▶ [Compiti da svolgere]:
A – Nel testo sul benessere in azienda, prendi il passo che inizia con "Con questa complessa" e termina con "persone singole quindi.". Sostituisci "tasselli" con "pezzi" e riscrivi il passo così modificato.
B – Secondo il testo sul benessere in azienda, che cosa vanno a comporre i tasselli? Elenca tutto ciò che è indicato.
C – Prosegui il testo sul benessere psicologico in azienda a partire dalla sua ultima frase.

▶ [Estratto della fonte]:
Il considerare il benessere psicologico qualcosa di non ben definito, in qualche modo spaventoso, rema contro la realtà aziendale.
Con questa complessa definizione si riesce a capire molto meglio che cosa vogliamo dire come benessere. Spiega chiaramente tutte le componenti e le trame che si dipanano dal soggetto e tutta la catena che unisce l’interno (il nostro sé) con l’esterno (ambiente)
Un insieme di tasselli che vanno a comporre la persona, il comportamento, la cognizione e le emozioni. Si parla di consapevolezza e di analisi, della capacità di adattarsi alle situazioni che ci succedono, di mutare con le richieste interne o esterne, di essere in movimento.
Pertanto lo stesso concetto di benessere all’interno dell’azienda è un concetto estremamente sfaccettato che comprende tanti tasselli al suo interno che riguardano le persone che fanno parte di quella realtà.
Il benessere parte dalle persone singole quindi.
Occuparsene è qualcosa di complesso, che richiede grandi attenzioni e, sicuramente, non può essere messo in fondo alla lista dei ‘To do‘ dell’azienda.
Secondo delle stime un dipendente che non sta bene si assenta una media di 27 giorni all’anno, con un’impatto importante sui rate di assenteismo. Lascia anche il lavoro più frequentemente e, comunque, anche se presente al lavoro non produce come gli altri.

▶ [Informazioni mostrate]:
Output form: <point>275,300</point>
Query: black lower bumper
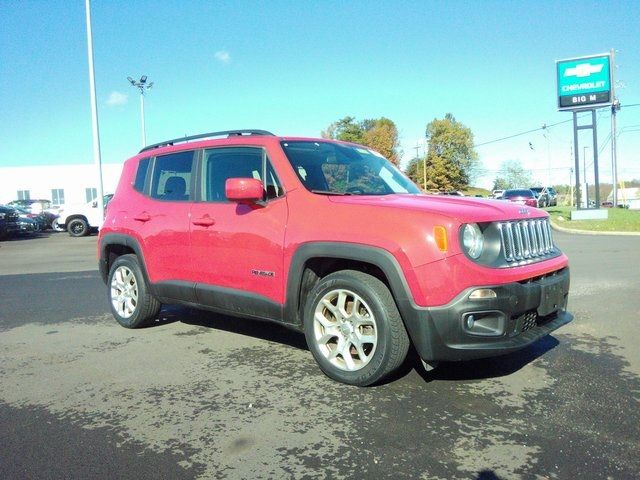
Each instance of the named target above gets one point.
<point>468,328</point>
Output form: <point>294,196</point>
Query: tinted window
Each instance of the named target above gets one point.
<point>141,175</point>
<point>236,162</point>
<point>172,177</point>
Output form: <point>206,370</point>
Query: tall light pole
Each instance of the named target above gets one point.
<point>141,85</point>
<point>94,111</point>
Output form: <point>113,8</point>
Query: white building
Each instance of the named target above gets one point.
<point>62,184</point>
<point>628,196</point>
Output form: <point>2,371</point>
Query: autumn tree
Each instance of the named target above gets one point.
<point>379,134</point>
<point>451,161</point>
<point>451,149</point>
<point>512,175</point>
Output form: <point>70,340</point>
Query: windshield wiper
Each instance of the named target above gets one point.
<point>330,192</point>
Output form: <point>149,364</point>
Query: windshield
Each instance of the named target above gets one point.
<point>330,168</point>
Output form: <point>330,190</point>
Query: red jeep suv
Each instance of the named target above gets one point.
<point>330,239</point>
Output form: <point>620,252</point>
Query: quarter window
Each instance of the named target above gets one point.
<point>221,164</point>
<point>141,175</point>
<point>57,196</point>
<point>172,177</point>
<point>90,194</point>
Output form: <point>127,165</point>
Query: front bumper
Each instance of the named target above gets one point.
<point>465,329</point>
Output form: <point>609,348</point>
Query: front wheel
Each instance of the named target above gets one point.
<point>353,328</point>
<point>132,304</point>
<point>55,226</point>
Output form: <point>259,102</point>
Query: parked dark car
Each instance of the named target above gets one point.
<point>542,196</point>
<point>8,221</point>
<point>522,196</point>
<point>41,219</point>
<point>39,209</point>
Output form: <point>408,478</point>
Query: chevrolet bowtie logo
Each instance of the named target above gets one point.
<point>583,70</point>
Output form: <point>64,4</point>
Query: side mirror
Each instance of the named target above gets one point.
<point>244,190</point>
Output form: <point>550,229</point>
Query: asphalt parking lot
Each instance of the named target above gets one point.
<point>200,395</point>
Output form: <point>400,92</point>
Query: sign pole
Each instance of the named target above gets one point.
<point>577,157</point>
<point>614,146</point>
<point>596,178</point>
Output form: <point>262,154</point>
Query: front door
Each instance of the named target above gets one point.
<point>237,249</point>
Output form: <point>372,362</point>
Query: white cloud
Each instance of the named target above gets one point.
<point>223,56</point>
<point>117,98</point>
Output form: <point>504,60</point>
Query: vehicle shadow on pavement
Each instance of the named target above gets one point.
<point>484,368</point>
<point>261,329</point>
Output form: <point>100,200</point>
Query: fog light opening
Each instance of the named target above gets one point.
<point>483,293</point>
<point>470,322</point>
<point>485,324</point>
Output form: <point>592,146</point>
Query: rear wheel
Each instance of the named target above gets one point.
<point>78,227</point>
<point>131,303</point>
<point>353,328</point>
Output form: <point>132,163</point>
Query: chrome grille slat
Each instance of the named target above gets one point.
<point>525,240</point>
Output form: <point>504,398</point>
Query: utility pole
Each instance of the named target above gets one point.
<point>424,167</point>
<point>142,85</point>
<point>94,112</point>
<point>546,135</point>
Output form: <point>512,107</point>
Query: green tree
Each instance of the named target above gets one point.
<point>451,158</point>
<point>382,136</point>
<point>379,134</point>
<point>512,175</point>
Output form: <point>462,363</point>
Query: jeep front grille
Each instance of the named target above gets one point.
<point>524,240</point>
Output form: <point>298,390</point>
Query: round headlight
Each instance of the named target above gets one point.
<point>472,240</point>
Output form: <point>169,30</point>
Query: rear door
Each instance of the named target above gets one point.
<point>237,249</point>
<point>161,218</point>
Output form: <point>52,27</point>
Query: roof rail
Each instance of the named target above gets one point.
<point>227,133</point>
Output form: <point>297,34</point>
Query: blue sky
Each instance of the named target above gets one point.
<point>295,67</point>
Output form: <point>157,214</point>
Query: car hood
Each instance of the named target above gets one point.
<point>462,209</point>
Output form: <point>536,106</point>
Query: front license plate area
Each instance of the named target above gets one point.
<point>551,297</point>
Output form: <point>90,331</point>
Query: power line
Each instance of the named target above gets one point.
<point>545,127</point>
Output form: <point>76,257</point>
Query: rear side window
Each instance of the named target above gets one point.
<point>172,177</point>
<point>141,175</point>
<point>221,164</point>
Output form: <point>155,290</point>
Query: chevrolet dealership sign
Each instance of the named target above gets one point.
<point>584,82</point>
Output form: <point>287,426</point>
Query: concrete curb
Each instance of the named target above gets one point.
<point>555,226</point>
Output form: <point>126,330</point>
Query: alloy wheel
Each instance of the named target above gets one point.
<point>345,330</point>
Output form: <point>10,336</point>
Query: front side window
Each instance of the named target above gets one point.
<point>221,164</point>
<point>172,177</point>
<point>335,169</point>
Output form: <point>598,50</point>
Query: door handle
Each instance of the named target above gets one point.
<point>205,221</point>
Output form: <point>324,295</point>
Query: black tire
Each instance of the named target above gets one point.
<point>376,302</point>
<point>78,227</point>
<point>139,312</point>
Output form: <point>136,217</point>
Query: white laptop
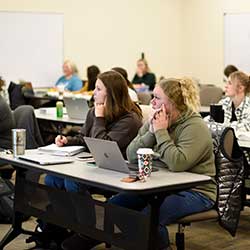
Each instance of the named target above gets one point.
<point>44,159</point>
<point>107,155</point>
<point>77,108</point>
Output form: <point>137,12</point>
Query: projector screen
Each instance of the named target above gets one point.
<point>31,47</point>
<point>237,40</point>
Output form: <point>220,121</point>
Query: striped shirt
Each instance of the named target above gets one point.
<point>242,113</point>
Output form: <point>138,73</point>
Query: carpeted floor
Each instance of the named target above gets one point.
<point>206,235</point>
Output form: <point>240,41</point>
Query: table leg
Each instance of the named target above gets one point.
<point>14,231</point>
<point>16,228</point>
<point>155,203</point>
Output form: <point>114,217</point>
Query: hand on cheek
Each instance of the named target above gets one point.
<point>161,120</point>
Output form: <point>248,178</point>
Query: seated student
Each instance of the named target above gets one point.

▶ [Risposte ai compiti]:
A –
Con questa complessa definizione si riesce a capire molto meglio che cosa vogliamo dire come benessere. Spiega chiaramente tutte le componenti e le trame che si dipanano dal soggetto e tutta la catena che unisce l’interno (il nostro sé) con l’esterno (ambiente)
Un insieme di pezzi che vanno a comporre la persona, il comportamento, la cognizione e le emozioni. Si parla di consapevolezza e di analisi, della capacità di adattarsi alle situazioni che ci succedono, di mutare con le richieste interne o esterne, di essere in movimento.
Pertanto lo stesso concetto di benessere all’interno dell’azienda è un concetto estremamente sfaccettato che comprende tanti pezzi al suo interno che riguardano le persone che fanno parte di quella realtà.
Il benessere parte dalle persone singole quindi.

B – la persona, il comportamento, la cognizione, le emozioni

C –
Riuscire a intercettare questi bisogni all’interno della propria azienda è il primo dovere dell’imprenditore e del management, che si deve occupare del proprio capitale umano. Non soltanto perché una persona che sta male gli frutta meno, ma anche perché una persona che sta bene ha un impatto che va ben oltre il fatturato aziendale, contribuisce anche a creare un mondo migliore.
E il benessere organizzativo quindi? Da cosa è composto?
Partendo dal presupposto che si basa su quello che è il benessere della singola persona e del gruppo e, di conseguenza, dell’azienda, si tratta di applicare il concetto di benessere a tutte le fasi che in un’azienda comprendono le persone.
Si parla quindi di:
- Assessment per la selezione
- Attenzione all’inserimento
- Formazione continua
- Possibilità di confronto dei dipendenti
- Cura del dialogo e dei rapporti
- Attenzione all’ergonomia e ai fattori strutturali
- Creazione di sinergie
- Focus su obiettivi condivisi
- Coinvolgimento nelle direttive aziendali
Insomma, visto e considerato che l’azienda è un essere vivente e risponde esattamente come tale a ciò che succede, possiamo dire che comprende tutto.